Your instructions: Copy out the records so that each line matches the original.

Exercise input:
--

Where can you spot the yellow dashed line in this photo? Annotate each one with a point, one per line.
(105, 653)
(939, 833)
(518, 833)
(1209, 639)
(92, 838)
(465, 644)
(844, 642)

--

Your solution:
Where can you spot the yellow dashed line in this photo? Annotate each one with a point, one per line.
(105, 653)
(939, 833)
(518, 833)
(1209, 639)
(92, 838)
(465, 644)
(844, 642)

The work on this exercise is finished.